**TRY IT**
Tell how many lines in the records contain the word "roof"; the number alone is the answer.

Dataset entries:
*** Block opens ***
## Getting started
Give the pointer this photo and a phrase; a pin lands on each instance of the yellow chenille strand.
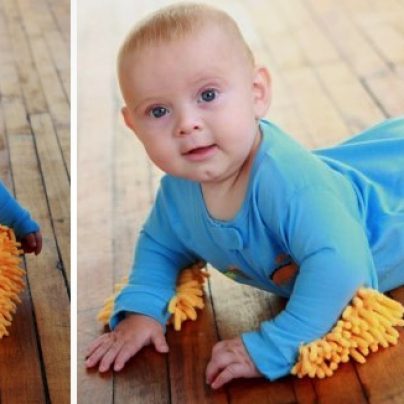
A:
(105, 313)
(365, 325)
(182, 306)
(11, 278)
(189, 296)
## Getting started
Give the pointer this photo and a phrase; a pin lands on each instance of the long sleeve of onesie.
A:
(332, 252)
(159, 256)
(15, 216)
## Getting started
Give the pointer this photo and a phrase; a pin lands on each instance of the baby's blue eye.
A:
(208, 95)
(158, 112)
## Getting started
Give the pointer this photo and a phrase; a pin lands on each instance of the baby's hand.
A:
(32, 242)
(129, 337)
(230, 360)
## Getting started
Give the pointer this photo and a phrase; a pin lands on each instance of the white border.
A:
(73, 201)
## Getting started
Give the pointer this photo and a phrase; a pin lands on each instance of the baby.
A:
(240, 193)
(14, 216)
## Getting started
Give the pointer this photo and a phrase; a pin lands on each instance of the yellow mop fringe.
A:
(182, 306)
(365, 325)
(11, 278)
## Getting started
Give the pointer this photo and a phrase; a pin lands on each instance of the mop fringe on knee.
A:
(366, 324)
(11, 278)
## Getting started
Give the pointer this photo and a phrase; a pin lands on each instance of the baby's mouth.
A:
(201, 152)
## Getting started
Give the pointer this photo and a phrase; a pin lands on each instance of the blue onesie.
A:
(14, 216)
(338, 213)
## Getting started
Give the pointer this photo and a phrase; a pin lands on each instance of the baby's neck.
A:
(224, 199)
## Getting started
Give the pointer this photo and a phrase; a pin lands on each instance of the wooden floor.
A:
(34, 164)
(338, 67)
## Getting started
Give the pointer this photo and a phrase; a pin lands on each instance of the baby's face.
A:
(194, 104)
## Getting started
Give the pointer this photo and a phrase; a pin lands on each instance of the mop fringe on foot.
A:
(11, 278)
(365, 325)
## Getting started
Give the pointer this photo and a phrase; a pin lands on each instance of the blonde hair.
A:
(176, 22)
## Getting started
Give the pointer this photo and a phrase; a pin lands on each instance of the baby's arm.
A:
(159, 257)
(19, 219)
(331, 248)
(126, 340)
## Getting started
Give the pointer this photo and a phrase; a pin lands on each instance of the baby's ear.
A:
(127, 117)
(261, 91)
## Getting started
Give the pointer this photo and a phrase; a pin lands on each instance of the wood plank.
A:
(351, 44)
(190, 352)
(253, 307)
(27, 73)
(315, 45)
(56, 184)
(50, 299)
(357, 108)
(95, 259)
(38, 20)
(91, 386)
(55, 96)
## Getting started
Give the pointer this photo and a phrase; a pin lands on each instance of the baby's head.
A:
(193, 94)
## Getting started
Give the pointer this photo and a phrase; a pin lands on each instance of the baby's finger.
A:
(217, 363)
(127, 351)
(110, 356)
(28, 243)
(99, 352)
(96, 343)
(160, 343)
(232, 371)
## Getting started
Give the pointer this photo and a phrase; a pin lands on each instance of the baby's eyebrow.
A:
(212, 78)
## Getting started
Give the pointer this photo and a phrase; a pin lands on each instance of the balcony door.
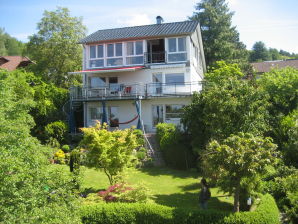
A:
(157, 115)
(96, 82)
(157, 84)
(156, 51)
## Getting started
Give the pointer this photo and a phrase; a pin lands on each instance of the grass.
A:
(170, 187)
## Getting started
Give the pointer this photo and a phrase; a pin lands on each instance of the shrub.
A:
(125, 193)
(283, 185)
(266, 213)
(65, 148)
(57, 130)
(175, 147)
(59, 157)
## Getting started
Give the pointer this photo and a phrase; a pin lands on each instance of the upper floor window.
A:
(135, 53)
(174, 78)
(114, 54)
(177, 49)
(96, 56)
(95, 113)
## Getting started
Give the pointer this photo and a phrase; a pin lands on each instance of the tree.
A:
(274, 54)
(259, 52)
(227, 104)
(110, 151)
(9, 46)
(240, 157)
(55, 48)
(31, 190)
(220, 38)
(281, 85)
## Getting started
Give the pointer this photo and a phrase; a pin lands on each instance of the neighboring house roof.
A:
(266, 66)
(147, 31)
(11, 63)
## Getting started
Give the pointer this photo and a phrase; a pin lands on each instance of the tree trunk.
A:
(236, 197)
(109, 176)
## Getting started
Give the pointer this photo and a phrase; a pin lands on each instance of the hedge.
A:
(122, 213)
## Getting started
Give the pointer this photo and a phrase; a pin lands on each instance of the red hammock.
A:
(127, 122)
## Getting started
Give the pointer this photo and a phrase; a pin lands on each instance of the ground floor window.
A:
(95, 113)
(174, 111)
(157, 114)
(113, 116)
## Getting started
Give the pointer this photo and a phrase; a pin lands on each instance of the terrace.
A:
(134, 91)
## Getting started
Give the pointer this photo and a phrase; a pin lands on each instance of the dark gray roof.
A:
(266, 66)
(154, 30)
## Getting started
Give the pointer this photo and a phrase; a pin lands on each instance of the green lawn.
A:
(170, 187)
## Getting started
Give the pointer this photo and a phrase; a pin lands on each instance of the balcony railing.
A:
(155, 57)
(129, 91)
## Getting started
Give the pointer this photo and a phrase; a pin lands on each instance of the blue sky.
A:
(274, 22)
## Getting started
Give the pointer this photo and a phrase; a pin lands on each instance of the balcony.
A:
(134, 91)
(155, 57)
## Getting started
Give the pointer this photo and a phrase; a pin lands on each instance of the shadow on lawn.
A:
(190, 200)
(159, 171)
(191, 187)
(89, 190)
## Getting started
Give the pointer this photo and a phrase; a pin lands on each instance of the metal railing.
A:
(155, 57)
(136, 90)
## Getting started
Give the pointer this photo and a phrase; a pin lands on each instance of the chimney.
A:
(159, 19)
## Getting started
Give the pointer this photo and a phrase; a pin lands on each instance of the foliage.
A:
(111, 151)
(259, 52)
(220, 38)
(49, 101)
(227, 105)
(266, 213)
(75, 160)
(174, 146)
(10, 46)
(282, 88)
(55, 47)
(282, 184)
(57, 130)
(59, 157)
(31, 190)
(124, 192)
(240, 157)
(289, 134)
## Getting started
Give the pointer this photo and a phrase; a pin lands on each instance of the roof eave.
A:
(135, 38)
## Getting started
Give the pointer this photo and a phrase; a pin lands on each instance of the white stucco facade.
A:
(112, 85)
*** Block closes ***
**REPLY**
3